> PASSAGE TO READ
——

Mr. TREY PARKER (Co-Creator, "South Park"): (As Eric Cartman) You will respect my authority!

STAMBERG: If you don't, you are probably not a male between the ages of 18 and 24, otherwise, you would almost certainly know that it's Eric Cartman, the most famous of the foul-mouthed fourth graders who inhabits South Park, the Colorado town that is the setting for Comedy Central's most popular show. Nine-year old Cartman is number 10 on TV Guide's top 50 cartoon characters of all time. He's also the subject of today's In Character, our series exploring famous American fictional characters.

We sent NPR's health policy correspondent, Julie Rovner, to Los Angeles to do the story. We will let her explain why. Oh, and you know that disclaimer they usually show before each South Park episode warning how the show will offend just about everybody? Well, consider yourself warned.

——

[Stored entries]

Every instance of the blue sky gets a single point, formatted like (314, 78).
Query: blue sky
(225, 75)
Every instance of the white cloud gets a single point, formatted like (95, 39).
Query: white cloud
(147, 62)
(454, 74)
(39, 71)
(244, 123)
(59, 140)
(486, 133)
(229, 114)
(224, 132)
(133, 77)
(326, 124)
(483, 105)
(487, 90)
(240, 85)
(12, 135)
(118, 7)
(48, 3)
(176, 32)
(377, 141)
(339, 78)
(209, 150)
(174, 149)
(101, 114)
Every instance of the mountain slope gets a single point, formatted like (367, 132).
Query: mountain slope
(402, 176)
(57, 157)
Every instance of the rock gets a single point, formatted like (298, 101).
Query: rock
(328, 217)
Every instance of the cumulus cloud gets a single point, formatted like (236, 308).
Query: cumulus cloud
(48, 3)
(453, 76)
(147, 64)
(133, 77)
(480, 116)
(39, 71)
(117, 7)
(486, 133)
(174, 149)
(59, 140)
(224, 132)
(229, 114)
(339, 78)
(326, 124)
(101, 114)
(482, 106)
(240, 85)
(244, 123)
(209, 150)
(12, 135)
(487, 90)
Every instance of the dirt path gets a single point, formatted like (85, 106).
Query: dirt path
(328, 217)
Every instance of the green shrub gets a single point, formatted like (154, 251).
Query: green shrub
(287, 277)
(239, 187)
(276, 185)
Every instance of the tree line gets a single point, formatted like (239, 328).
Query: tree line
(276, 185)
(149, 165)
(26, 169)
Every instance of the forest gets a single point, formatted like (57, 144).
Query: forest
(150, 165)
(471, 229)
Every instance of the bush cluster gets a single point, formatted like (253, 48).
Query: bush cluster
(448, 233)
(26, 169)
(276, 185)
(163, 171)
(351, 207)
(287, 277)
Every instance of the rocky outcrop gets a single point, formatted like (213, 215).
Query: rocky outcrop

——

Can you extend the transcript about Eric Cartman, starting right after its final sentence? You can leave the records aside; nothing here depends on them.

JULIE ROVNER: Okay. I interview important people every day, congressmen, senators, presidential candidates, but I've got to admit, the prospect of interviewing Eric Cartman, entrepreneur, con man, and all around juvenile evildoer, made me more than a little bit nervous. Who's your hero?

Mr. PARKER: (As Eric Cartman) This - this might sound kind of egotastical, but it's actually, I'd have to say myself, and it's only because like, if you - if you - if you could see me, like, I actually do really cool stuff and most of the kids think I'm really cool and just basically everything about me is so cool that I sort of just, I look up to myself and it becomes this sort of - goes back on itself. You know, like, I look up to myself and then it raises me up and then I'm looking at myself and it raises me again. I just get cooler all the time.

ROVNER: I admit it, I'm a fan. In fact, I've been a fan since before there even was a South Park series. We'll get back to Cartman in a minute, but first let me tell you a story. Back in the beginning, which is about 12 years ago now, there was a five minute short called The Spirit of Christmas.

(Soundbite of TV show "South Park")

Unidentified Group: (Singing) We wish you a merry Christmas.

Mr. PARKER: (As Stan) Wait a minute.

Mr. MATT STONE (Co-Creator, "South Park"): (As Kyle) What?

Mr. PARKER: (As Stan) Aren't you Jewish, Kyle?

Mr. STONE: (As Kyle) Yeah, I think so.

Mr. PARKER: (As Stan) Dude, Jewish people don't celebrate Christmas.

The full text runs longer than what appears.